--- Set exercise ---
Rewrite the listing below with "noun phrase" replaced by "short description", leaving everything else as it is.
==========
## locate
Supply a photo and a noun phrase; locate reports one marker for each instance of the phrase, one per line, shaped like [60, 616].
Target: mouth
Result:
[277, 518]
==========
--- Correct output ---
## locate
Supply a photo and a short description; locate reports one marker for each instance of the phrase, one per line, shaped like [60, 616].
Target: mouth
Result:
[277, 518]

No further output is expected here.